Document –
________________________

According to a translation from Lori Pieper, a professional translator who writes at the blog “On Pilgrimage,” the memo’s paragraph four in fact says that Archbishop Weakland compared Fr. Murphy to a “difficult child.” The archbishop undertook to seek a “declaration of repentance” from him, not to have him declared “impeded from ministry.”
While the Milwaukee translation indicates that the priest had not yet been examined psychologically, the memo says that all three psychologists who examined him believed him to be a “typical” pedophile who “considers himself a victim.”
The Pieper translation says that CDF Under-Secretary Fr. Gianfranco Girotti repeated that the priest “will have to give clear signs of penitence” or officials will “have to have recourse to a trial.”
The Milwaukee translation excluded Archbishop Bertone’s proposal that the priest be ordered to a time of spiritual retreat to understand whether his penitence is genuine. If not genuinely penitent, he would risk “more rigorous measures,” including dismissal from the clerical state.
Archbishop Bertone then summarizes the territorial restrictions for the priest’s celebration of the Eucharist and “the admonition to induce him to show remorse.”

________________________

Recorded data –
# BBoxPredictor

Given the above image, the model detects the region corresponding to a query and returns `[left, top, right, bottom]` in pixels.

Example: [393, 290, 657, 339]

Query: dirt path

________________________

Required actions –
A) Copy the memo-translation passage verbatim, between "The Milwaukee translation excluded" and "the clerical state.", inclusive.
B) Answer these from the memo-translation passage:
(i) According to the Pieper translation, what did Archbishop Weakland compare Fr. Murphy to?
(ii) How many psychologists examined the priest, according to the memo?
(iii) Who was the CDF Under-Secretary named in the passage?

Complete answers –
A)
The Milwaukee translation excluded Archbishop Bertone’s proposal that the priest be ordered to a time of spiritual retreat to understand whether his penitence is genuine. If not genuinely penitent, he would risk “more rigorous measures,” including dismissal from the clerical state.

B)
(i) A "difficult child."
(ii) Three.
(iii) Fr. Gianfranco Girotti.